# Alıştırma yönergesi
Aşağıdaki malzemede "green" sözcüğünü içeren bütün satırları topla. Büyük ve küçük harfler ayrı sayılır.

(Nokta işaretleme veri kümesinden satırlar)

* * * * * * * * *

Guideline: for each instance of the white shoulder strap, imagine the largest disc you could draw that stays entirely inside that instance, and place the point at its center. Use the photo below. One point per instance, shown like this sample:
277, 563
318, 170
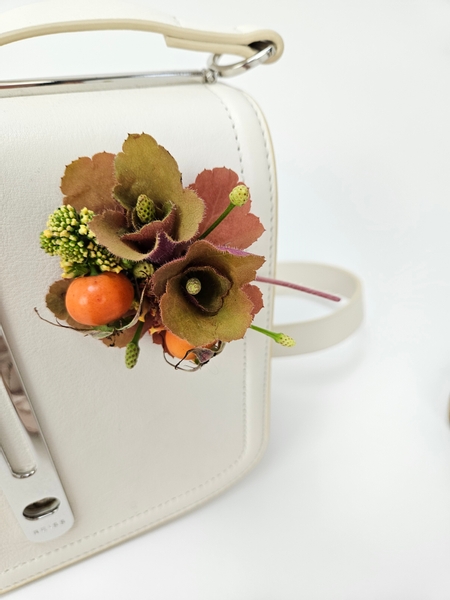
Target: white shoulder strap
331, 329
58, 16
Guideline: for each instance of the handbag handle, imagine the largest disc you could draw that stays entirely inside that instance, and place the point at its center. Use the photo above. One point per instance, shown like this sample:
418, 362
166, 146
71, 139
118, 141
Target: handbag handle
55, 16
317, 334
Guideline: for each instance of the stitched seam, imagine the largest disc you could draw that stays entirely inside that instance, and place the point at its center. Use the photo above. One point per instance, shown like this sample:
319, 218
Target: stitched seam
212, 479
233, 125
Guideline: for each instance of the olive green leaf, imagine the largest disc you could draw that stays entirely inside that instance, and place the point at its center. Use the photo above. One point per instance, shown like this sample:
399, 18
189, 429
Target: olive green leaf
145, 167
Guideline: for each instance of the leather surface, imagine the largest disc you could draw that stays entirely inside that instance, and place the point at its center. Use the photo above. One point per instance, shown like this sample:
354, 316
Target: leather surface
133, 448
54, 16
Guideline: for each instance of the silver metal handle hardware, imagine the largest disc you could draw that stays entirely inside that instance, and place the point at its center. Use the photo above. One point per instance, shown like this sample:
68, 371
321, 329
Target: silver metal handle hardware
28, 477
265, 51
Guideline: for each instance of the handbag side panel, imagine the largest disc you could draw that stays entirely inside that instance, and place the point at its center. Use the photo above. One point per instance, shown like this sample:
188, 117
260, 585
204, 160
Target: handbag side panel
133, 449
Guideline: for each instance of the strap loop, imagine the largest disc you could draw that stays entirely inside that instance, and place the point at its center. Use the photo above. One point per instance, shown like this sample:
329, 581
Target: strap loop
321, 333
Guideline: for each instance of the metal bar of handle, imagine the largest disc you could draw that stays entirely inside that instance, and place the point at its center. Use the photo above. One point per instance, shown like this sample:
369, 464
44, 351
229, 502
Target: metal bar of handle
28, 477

* * * * * * * * *

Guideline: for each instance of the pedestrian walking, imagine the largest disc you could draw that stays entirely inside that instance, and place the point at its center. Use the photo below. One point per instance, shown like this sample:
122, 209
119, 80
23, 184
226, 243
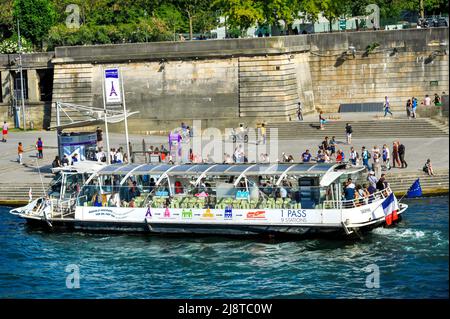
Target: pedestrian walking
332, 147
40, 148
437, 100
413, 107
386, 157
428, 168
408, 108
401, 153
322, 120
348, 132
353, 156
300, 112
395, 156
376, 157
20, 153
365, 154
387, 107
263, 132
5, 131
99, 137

* * * * * * * * *

# Çıktı
Guideline: for each instance of the olive green leaf, imagine the largest disc you could draw that stays entirely inside that instance, and place the point at its center. Use the photo above. One point per instance, shown like this sample:
Target: olive green leaf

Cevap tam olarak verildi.